[Document text]
[Start of section]

New Titles Tuesday, June 4

Here is a short list of print and eBooks added to the collection recently.

 Caring for words in a culture of lies /Marilyn McEntyre. McEntyre exposes the commercial and political forces that affect public discourse in American culture and counters with twelve constructive “strategies of stewardship”–such as challenging lies (including widely tolerated forms of deception and spin), fostering the art of conversation, and encouraging playfulness and prayerfulness in writing and speaking. The timely and timeless book includes updated cultural references and questions for reflection and discussion at the end, allowing a new generation of readers to apply McEntyre’s wisdom in a world that struggles with truth and graceful language.

 Handbook of literacy in Africa /R. Malatesha Joshi, Catherine A. McBride, Bestern Kaani, Gad Elbeheri, editors. This volume highlights the shortcomings concerning literacy development in Africa and collates the current available literature based on empirical research in various countries in a coherent manner. Further emphasized is how the current research can guide practical information to improve the literacy situation in Africa.

 The collected poems of Robert Service. The author has caught the spirit of wanderlust that exists in each of us and it lives in his poetry.

 The Harper record: a selected list of Prime Minister Stephen Harper’s accomplishments /by John H. Redekop (TWU Author) ; foreword by Preston Manning.

 Whose Holy Land?: the roots of the conflict between Jews and Arabs /Michael Wolffsohn. This book explains the historical roots of the conflict between Jews and Arabs, which has lost none of its explosiveness to the present day, in a comprehensive and easy-to-understand manner. Shaking up old myths and prejudices, this book presents an overall historical as well as political analysis of the Jewish, Christian, and Muslim structures, actors, and actions from the very beginning to this very day, as well as a topical analysis. It combines history with theology and political science.

[End of section]

[What this exercise asks]
[a] According to the new titles list, how many "strategies of stewardship" does McEntyre's book offer?
[b] Please write out the part of the new titles list starting with "The collected poems" and going on through "and political science.".

[Supplied data]
[Start of section]

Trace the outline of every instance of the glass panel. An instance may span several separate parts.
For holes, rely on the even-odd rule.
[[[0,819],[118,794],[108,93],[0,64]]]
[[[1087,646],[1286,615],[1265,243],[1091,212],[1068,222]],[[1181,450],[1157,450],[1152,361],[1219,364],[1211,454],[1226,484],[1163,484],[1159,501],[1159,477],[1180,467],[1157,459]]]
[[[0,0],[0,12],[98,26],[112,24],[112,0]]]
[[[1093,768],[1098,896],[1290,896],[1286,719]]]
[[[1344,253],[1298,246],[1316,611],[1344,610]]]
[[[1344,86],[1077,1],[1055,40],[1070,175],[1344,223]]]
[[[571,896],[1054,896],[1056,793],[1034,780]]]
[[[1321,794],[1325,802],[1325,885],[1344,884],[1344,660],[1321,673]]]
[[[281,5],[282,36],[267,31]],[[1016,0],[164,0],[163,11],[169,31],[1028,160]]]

[End of section]

[Solution list]
[a] Twelve.

[b]
The collected poems of Robert Service. The author has caught the spirit of wanderlust that exists in each of us and it lives in his poetry.

 The Harper record: a selected list of Prime Minister Stephen Harper’s accomplishments /by John H. Redekop (TWU Author) ; foreword by Preston Manning.

 Whose Holy Land?: the roots of the conflict between Jews and Arabs /Michael Wolffsohn. This book explains the historical roots of the conflict between Jews and Arabs, which has lost none of its explosiveness to the present day, in a comprehensive and easy-to-understand manner. Shaking up old myths and prejudices, this book presents an overall historical as well as political analysis of the Jewish, Christian, and Muslim structures, actors, and actions from the very beginning to this very day, as well as a topical analysis. It combines history with theology and political science.